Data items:
- - -
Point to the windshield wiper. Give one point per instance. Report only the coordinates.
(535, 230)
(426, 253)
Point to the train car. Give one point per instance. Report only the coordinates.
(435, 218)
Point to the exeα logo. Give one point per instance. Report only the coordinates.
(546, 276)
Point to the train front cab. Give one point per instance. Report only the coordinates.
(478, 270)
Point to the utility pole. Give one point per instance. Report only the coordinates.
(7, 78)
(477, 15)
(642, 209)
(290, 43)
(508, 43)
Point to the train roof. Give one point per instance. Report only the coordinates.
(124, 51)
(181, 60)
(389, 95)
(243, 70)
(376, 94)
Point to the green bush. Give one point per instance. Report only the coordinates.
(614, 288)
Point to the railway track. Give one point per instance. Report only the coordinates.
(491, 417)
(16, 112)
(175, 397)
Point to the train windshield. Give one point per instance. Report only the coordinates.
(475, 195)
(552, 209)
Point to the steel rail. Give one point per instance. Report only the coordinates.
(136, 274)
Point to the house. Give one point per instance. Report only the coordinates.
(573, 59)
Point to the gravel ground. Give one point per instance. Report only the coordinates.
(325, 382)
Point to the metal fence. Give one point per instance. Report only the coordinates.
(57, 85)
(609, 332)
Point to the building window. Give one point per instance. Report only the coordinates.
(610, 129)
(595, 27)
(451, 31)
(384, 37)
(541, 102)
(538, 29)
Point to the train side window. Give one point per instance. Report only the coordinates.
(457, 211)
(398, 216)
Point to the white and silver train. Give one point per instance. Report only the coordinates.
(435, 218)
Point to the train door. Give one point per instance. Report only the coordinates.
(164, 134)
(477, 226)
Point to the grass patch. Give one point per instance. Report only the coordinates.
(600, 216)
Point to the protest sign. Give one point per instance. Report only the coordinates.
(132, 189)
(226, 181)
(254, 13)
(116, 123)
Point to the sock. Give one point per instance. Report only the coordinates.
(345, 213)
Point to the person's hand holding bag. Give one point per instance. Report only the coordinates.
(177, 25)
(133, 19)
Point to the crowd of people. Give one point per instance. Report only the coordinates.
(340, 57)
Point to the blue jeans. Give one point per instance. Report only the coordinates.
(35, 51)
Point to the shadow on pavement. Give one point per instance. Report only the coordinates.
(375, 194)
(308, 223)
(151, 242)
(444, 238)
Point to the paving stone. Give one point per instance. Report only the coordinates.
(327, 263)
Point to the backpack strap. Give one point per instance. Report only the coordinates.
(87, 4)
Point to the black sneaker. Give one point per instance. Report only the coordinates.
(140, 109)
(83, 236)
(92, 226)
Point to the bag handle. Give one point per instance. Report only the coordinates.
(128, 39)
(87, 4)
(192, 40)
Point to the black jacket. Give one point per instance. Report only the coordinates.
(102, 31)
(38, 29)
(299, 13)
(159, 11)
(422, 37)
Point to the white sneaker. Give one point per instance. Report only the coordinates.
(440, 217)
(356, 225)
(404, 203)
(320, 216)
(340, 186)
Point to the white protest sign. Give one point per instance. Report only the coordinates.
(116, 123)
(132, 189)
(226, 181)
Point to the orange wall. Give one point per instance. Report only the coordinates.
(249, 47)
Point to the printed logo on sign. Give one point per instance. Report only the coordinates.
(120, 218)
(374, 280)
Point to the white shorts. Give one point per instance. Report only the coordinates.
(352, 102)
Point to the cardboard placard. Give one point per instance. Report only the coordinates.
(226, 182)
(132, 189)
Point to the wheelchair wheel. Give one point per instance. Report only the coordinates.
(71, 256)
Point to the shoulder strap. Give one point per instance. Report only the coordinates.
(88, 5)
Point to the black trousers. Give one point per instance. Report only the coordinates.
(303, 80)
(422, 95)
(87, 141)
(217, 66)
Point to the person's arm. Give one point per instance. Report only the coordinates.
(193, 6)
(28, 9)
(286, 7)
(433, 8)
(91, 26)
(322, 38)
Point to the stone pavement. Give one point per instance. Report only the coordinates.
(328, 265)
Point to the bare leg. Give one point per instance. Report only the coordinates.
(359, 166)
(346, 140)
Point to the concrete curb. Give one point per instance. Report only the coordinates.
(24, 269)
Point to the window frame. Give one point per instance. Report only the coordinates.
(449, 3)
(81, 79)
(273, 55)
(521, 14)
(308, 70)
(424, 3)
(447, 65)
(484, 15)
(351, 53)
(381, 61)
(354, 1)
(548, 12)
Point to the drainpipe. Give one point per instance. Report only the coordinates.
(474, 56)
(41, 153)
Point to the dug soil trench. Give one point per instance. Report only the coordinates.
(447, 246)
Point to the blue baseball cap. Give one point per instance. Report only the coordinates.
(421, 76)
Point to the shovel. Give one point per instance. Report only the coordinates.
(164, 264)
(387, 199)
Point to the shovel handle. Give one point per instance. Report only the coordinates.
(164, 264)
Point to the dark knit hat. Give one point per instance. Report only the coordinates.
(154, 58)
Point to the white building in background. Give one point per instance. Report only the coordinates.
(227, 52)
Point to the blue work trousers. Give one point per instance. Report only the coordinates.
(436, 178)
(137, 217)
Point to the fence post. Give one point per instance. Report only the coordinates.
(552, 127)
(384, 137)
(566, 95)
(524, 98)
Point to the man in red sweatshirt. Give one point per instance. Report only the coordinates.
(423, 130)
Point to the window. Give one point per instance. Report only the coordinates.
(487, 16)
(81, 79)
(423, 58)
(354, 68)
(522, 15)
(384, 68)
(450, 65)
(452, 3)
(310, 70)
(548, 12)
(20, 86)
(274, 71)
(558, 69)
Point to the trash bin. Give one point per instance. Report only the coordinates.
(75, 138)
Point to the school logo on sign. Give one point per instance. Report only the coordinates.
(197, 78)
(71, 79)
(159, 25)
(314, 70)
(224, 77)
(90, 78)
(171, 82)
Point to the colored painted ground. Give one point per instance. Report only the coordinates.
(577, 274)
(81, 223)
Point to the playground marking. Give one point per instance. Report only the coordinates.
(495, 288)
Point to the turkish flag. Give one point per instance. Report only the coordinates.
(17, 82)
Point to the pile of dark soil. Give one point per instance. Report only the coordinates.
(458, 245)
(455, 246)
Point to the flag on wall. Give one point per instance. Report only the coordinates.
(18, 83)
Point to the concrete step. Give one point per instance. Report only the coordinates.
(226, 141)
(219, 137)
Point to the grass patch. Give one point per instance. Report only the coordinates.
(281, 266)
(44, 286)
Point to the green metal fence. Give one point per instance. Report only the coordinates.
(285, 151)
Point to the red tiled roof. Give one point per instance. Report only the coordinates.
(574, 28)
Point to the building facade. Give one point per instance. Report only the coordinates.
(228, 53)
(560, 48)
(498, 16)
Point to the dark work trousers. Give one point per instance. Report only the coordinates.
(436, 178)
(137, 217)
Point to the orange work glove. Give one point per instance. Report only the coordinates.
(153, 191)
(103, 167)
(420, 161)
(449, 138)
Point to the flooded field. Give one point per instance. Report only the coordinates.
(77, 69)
- - -
### EXERCISE DIRECTIONS
Convert all of the records into a two-column CSV with the header row text,answer. Each "Point to" line and the coordinates that follow it should form one row, with each value in a single quoted field and any line breaks replaced by spaces.

### FINISHED ANSWER
text,answer
"Point to the windshield wiper. Give one point per instance. Report only the coordinates.","(535, 230) (426, 253)"
"Point to the train car. Give one point per instance. Report only the coordinates.","(435, 218)"
"Point to the exeα logo. Give one point per instance. Report only the coordinates.","(546, 276)"
"Point to the train front cab. Give one point per instance. Report only the coordinates.","(478, 270)"
"Point to the utility pole. Give one point per instance. Report only the coordinates.","(7, 78) (477, 15) (642, 209) (290, 43) (508, 43)"
"Point to the train roof. Give one point per instance. Report only the coordinates.","(124, 51) (181, 60) (389, 95) (243, 70) (376, 94)"
"Point to the green bush. Give one point per instance. Report only the coordinates.","(614, 288)"
"Point to the railway track. Give one point per instance. Report only the coordinates.","(491, 417) (16, 112) (175, 397)"
"Point to the train windshield. Give one point per instance. Report only the coordinates.","(475, 195) (552, 209)"
"Point to the steel rail. Give one point per instance. Report only the coordinates.","(136, 274)"
"Point to the house. Give one point per instance. Report only the coordinates.","(573, 59)"
"Point to the gravel ground. Give one point per instance. Report only the coordinates.","(325, 382)"
"Point to the metal fence. Give one point per instance. Report only the coordinates.","(57, 85) (609, 332)"
"Point to the building window. Give one point per instance. Report only the coordinates.","(610, 129) (595, 27) (451, 31) (384, 37) (541, 102) (538, 29)"
"Point to the train side window. Give one point per instance. Report only the coordinates.","(457, 211) (398, 216)"
"Point to the white and silver train. Give one point per instance. Report only the coordinates.","(435, 218)"
"Point to the train door. Give one point per instance. Report only the coordinates.","(164, 134) (477, 226)"
"Point to the grass patch. Give one point per instance. Report only the coordinates.","(600, 216)"
"Point to the protest sign. Give one point per instance. Report only the coordinates.","(132, 189) (226, 181) (254, 13) (116, 123)"
"Point to the sock. Give one point per instance. Report only the coordinates.","(345, 213)"
"Point to the person's hand holding bag. Give one point per instance. Report only the coordinates.","(177, 25) (133, 19)"
"Point to the crowd of people. Give one point per instance. Report only the coordinates.","(340, 57)"
"Point to the blue jeans. Give one point per instance. Report only the coordinates.","(35, 51)"
"Point to the shadow on pavement. Give one point per instance. Report only the coordinates.","(375, 194) (308, 223) (151, 242) (444, 238)"
"Point to the paving stone. Give one point per instance. Report only the coordinates.","(327, 263)"
"Point to the backpack strap. Give one point per instance. Report only the coordinates.","(87, 4)"
"Point to the black sneaker. Give one point per instance. Report only the coordinates.","(140, 109) (83, 236) (92, 226)"
"Point to the bag handle. Give one point per instance. Report only the coordinates.","(128, 39) (87, 4) (192, 40)"
"Point to the black jacket. Give one point per instance. Report only the coordinates.","(102, 31) (38, 29) (299, 13) (159, 11) (422, 37)"
"Point to the white sneaker. Give one point per instance. Report only the coordinates.","(440, 217) (356, 225) (404, 203) (320, 216) (340, 186)"
"Point to the white protest sign. Give one point per instance. Report only the coordinates.","(116, 123) (132, 189) (226, 181)"
"Point to the orange wall. Give one point per instance. Report only the coordinates.","(249, 47)"
"Point to the printed logo on sign. Give one point per instance. Report only the coordinates.","(120, 218) (374, 280)"
"Point to the white shorts. Give one point per instance. Report only the coordinates.","(352, 102)"
"Point to the cardboard placard. Give one point per instance. Report only the coordinates.","(226, 182) (132, 189)"
"Point to the wheelchair wheel. Give one point per instance. Report only the coordinates.","(71, 256)"
"Point to the shoulder strap. Give one point per instance. Report only the coordinates.","(88, 5)"
"Point to the black trousers. Give one point per instance. Report only the coordinates.","(303, 80) (422, 95) (87, 141) (217, 66)"
"Point to the person's arm. Give one point per instance. Report only the coordinates.","(193, 6) (28, 9) (286, 7) (433, 8) (91, 26) (322, 38)"
"Point to the stone pavement. Give one point per instance. Report only the coordinates.","(328, 265)"
"Point to the bare leg. Give one point per instance. Report only the coordinates.","(359, 166) (346, 140)"
"Point to the concrete curb. Give one point per instance. Report only the coordinates.","(24, 269)"
"Point to the window frame. Give one point per instance. Report only the coordinates.","(449, 3) (81, 79) (273, 55) (521, 14) (308, 70) (424, 3) (447, 65) (484, 15) (351, 53) (381, 61) (354, 1) (548, 12)"
"Point to the drainpipe. Give one point per instance. Report only the coordinates.","(474, 56) (41, 153)"
"Point to the dug soil trench. Give one point per instance. Report only the coordinates.","(447, 246)"
"Point to the blue baseball cap. Give one point per instance. Report only the coordinates.","(421, 76)"
"Point to the shovel. Give one point per instance. Report only the coordinates.","(164, 264) (387, 199)"
"Point to the shovel handle. Give one point per instance. Report only the coordinates.","(164, 264)"
"Point to the dark knit hat. Give one point per instance. Report only the coordinates.","(154, 58)"
"Point to the white building in background. Give one point per instance. Report only the coordinates.","(227, 52)"
"Point to the blue work trousers. Give one point per instance. Report only the coordinates.","(436, 178) (137, 217)"
"Point to the fence post. Give one point per instance. Report only the coordinates.","(552, 127) (384, 137) (566, 95) (524, 98)"
"Point to the man in red sweatshirt. Give one point per instance. Report only the coordinates.","(423, 130)"
"Point to the window. Give one point per instance. Report only the coordinates.","(487, 16) (81, 79) (423, 58) (354, 68) (522, 15) (384, 68) (450, 65) (452, 3) (310, 70) (548, 12) (20, 86) (274, 71) (558, 69)"
"Point to the trash bin. Give one point per instance. Report only the coordinates.","(75, 138)"
"Point to the school logo on sign. Give one point per instance. Report only the coordinates.","(197, 78) (71, 79) (159, 25) (314, 70) (224, 77) (90, 78) (171, 82)"
"Point to the colored painted ground. Give one point per instance. Report only the coordinates.","(577, 274) (81, 223)"
"Point to the playground marking. Give one point per instance. Report only the coordinates.","(495, 288)"
"Point to the turkish flag. Give one point per instance. Report only the coordinates.","(17, 82)"
"Point to the pile of dark soil. Give one point per instance. Report only the coordinates.","(458, 245) (455, 246)"
"Point to the flag on wall. Give one point per instance. Report only the coordinates.","(18, 83)"
"Point to the concrete step. Give one point per instance. Report only the coordinates.","(226, 141) (219, 137)"
"Point to the grass patch. Give one point per instance. Report only the coordinates.","(281, 266) (44, 286)"
"Point to the green metal fence. Give one point per instance. Report only the coordinates.","(285, 151)"
"Point to the red tiled roof. Give one point per instance. Report only the coordinates.","(574, 28)"
"Point to the building facade. Give one point per instance. Report only the coordinates.","(228, 53) (560, 48) (498, 16)"
"Point to the dark work trousers. Give one point per instance. Report only the coordinates.","(436, 178) (137, 217)"
"Point to the orange work glove. Give one point per instance. Report only the coordinates.","(153, 191) (103, 167) (420, 161) (449, 138)"
"Point to the flooded field. Give one point per instance. Report only the coordinates.","(77, 69)"